Exercise =
Copy the lines that run from the one containing "[mask] wooden lounge chair -> every instance" down to the one containing "Mark the region of every instance of the wooden", keeping both of those lines. Leave out every other part of the records.

Records shown =
____________________
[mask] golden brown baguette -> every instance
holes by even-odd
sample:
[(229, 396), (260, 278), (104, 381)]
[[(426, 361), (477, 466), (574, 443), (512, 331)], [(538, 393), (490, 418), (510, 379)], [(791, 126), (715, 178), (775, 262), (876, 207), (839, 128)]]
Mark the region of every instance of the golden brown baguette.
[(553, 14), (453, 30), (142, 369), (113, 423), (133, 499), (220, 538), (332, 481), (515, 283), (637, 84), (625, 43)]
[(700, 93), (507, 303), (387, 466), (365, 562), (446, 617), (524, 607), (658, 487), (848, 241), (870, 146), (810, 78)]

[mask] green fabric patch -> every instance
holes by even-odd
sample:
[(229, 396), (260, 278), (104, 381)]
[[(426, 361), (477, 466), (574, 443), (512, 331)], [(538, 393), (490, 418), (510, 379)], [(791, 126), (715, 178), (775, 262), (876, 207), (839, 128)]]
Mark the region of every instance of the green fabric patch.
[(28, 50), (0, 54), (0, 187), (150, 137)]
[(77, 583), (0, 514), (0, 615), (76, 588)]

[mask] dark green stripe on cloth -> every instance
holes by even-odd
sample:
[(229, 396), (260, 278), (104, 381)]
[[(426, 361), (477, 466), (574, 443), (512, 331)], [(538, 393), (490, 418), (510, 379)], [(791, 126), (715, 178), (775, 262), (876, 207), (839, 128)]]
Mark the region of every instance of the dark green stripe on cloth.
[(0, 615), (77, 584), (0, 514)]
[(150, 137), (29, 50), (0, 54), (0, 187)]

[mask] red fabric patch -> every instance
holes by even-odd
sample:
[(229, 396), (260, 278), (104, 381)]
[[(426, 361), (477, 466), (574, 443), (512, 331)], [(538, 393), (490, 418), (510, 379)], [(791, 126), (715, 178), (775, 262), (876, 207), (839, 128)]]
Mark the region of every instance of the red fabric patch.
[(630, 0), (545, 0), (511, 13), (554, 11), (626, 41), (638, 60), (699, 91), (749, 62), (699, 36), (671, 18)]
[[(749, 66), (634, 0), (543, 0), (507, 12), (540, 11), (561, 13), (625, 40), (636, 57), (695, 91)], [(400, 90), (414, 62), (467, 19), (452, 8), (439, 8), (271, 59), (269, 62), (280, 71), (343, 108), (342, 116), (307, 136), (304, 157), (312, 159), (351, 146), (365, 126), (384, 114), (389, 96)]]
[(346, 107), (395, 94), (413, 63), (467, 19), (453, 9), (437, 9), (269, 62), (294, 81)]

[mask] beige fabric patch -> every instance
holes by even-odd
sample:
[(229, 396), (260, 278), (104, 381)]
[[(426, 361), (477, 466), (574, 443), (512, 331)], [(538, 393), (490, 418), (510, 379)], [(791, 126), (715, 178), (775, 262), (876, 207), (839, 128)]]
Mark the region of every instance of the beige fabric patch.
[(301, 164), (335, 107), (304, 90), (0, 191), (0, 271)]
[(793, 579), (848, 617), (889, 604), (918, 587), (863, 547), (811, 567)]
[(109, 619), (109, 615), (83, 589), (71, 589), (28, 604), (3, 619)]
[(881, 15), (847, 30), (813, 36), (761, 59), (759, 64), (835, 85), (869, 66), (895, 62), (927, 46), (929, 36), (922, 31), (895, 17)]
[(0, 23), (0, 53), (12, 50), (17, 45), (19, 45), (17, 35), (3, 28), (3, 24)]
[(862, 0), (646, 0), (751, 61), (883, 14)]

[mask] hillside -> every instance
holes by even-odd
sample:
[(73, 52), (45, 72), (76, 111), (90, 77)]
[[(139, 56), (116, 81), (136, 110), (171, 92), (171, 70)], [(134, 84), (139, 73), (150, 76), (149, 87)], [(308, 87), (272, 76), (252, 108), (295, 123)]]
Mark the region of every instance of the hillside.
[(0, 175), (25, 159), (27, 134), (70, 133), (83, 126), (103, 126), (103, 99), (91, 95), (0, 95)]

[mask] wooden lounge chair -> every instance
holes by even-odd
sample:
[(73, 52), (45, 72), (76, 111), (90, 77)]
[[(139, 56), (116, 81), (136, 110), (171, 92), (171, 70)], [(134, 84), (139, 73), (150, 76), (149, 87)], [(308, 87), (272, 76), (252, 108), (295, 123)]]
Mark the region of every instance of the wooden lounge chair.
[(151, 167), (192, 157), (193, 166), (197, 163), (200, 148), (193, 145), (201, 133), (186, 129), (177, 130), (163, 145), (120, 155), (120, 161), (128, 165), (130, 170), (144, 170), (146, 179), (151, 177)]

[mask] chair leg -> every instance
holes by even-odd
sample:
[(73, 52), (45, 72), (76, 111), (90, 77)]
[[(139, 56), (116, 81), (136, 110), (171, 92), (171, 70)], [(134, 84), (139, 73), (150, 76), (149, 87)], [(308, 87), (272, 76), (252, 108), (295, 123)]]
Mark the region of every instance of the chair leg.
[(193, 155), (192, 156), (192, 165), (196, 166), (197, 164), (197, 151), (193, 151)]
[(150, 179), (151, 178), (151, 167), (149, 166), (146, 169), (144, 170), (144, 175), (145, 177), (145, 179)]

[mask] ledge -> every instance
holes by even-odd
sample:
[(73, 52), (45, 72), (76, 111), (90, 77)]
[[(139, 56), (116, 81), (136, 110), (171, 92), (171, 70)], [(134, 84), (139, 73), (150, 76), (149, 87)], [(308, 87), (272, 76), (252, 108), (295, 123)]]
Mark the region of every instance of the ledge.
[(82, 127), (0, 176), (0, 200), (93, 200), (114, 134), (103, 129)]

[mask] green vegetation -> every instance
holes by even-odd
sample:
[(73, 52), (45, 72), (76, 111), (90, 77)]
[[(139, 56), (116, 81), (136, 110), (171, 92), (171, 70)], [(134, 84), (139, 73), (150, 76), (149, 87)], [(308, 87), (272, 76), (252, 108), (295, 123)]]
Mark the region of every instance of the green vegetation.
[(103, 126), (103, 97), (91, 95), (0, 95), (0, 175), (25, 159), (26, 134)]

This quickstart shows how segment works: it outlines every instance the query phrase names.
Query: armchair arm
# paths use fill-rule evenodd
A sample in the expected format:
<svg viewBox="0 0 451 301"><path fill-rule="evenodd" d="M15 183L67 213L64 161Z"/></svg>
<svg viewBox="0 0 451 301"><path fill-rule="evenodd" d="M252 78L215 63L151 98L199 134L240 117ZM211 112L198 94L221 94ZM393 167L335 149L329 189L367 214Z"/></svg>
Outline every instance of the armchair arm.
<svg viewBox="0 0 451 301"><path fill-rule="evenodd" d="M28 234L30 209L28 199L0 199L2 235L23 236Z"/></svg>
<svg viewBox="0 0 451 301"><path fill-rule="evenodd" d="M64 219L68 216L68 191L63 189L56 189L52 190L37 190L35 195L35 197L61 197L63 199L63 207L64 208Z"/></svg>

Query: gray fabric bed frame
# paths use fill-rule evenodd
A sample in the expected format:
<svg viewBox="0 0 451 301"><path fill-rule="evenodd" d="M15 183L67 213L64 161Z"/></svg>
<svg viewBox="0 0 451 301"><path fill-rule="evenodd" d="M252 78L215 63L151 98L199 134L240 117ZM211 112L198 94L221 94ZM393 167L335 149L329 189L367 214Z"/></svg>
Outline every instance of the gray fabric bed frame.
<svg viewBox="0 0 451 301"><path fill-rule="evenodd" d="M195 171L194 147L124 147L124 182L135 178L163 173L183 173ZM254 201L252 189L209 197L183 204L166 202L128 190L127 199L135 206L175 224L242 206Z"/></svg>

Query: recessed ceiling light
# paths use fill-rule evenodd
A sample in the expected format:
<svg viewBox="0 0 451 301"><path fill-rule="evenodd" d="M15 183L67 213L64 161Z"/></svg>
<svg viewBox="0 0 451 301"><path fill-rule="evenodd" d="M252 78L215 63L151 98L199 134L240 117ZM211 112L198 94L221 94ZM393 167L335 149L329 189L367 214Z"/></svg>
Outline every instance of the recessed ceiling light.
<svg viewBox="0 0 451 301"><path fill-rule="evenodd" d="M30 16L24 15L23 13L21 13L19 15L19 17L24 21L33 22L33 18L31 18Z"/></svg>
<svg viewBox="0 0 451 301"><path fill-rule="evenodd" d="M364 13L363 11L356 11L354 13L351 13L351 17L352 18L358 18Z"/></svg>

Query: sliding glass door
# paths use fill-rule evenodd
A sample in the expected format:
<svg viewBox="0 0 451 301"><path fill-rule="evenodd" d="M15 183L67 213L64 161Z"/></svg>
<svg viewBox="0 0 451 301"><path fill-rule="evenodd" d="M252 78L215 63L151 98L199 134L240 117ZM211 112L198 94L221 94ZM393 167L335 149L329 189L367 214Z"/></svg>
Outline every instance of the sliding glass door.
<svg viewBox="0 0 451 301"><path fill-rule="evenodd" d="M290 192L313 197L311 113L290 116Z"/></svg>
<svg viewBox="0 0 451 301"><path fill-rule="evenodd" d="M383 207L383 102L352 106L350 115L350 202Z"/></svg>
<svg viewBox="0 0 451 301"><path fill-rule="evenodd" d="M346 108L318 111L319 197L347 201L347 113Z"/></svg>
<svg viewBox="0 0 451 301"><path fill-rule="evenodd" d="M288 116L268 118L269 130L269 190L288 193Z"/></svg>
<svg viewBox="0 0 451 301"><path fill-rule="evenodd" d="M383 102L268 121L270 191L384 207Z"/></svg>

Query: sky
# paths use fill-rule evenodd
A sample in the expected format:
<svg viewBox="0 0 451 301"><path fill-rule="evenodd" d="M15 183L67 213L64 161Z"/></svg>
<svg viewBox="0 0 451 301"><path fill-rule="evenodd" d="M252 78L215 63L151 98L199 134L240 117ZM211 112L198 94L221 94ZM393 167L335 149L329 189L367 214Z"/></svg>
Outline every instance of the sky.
____________________
Problem solution =
[mask] wooden lounge chair -> every instance
holes by even-odd
sample:
[(73, 52), (45, 72), (76, 111), (90, 77)]
[[(139, 56), (116, 81), (136, 110), (171, 92), (171, 70)], [(134, 84), (139, 73), (150, 76), (149, 87)], [(308, 87), (272, 76), (252, 108), (295, 123)]]
Mark the region of every instance of the wooden lounge chair.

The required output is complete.